Image point annotation entries ▸
--- START ---

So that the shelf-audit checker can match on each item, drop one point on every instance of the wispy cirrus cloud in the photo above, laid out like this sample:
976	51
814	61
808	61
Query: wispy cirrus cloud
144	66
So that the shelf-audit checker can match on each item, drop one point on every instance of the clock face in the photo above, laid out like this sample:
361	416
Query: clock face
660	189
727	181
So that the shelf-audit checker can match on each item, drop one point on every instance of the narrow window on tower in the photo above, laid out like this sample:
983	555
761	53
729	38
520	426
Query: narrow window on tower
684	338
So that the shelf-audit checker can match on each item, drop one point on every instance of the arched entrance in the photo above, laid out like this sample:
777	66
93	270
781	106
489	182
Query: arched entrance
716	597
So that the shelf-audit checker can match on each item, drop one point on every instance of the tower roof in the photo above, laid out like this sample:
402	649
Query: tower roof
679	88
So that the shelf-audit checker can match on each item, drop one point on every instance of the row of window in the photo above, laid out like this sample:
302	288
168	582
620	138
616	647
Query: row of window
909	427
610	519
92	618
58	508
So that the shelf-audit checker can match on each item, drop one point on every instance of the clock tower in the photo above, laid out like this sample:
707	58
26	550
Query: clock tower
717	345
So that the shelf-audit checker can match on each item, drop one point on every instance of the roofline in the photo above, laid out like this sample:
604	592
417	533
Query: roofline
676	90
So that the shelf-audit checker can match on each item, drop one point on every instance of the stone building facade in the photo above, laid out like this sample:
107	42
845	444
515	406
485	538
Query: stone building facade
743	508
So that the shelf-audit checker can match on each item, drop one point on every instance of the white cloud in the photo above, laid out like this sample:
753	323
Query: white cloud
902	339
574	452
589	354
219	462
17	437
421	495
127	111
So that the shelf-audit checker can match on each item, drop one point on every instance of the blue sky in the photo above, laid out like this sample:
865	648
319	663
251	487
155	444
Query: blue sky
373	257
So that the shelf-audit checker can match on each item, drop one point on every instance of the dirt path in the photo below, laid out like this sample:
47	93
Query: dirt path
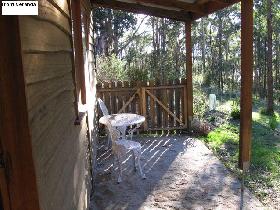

--- END ---

Instructions to follow ▸ Turn all of the material above into a JSON list of strings, one string per line, with blank lines dropped. Leave the pictures out.

Task solution ▸
[
  "So that the shelf-audit checker can match on each item, drop one point on every instance of the wispy cirrus cloud in the photo above, laid out like this sample:",
  "976\t51",
  "814\t61",
  "808\t61",
  "Query: wispy cirrus cloud",
  "144\t66",
  "So that the shelf-audit checker can match on each item, drop one point on every instance of the clock face in the photo above, laid out like this sample:",
  "361\t416",
  "Query: clock face",
  "660\t189",
  "727\t181",
  "So that the shelf-audit checker can match on each item, drop one point on every instance of the narrow window on tower in the photo above, laid out like this sample:",
  "983\t555",
  "761\t53",
  "729\t38",
  "520\t426",
  "Query: narrow window on tower",
  "684\t338",
  "So that the shelf-audit checker can match on each item, drop one point on every instance of the arched entrance in the photo above, laid out like this sample:",
  "777\t66",
  "93\t270",
  "781\t106",
  "489\t182",
  "Query: arched entrance",
  "716\t597",
  "So that the shelf-audit checker can match on each item, drop one point on every instance of the tower roof in the photo above, laid out like this sample:",
  "402\t649",
  "Query: tower roof",
  "679\t88",
  "So that the shelf-audit checker can match on each item, drop one point on every instance of the row of window in the photo above, laid out like this sample:",
  "302\t288",
  "168\t582",
  "620\t138",
  "616\t647",
  "Query: row of window",
  "909\t427",
  "610\t519",
  "92\t618",
  "58\t508",
  "So that the shelf-audit checker can match on each item, drop one point on every instance of the clock tower in the photo above, laid out like this sample:",
  "707\t58",
  "26\t550",
  "Query: clock tower",
  "717\t345",
  "So that the shelf-audit checker can match on each item, drop one point on every instance of the roofline in the photo above, laid out like this sample:",
  "604\t592",
  "417\t533",
  "Query: roofline",
  "676\t90",
  "So that the shelf-audit checker can match on each item, drop one point on every instance of the stone building facade in the photo above, laid out like this sample:",
  "107\t42",
  "845\t444",
  "515\t406",
  "485\t538",
  "Query: stone building facade",
  "743\t508",
  "So that the shelf-audit checker can match on each item, drop one point on every instance of the white cloud in the photo above, laid out like this sample:",
  "753\t323",
  "Query: white cloud",
  "902\t339",
  "574\t452",
  "589\t354",
  "219\t462",
  "17\t437",
  "421\t495",
  "127\t111",
  "So that the shelf-audit checker can match on each item, drop one point on every instance of the blue sky in the photo above, laid out like this sample:",
  "865\t648",
  "319\t663",
  "251\t487",
  "155\t444",
  "Query: blue sky",
  "373\t257",
  "So that the shelf-audit checker can match on each item, drop one point on every instance of the dirt path in the photo below, laid out like this sample:",
  "47\t93",
  "Query: dirt path"
]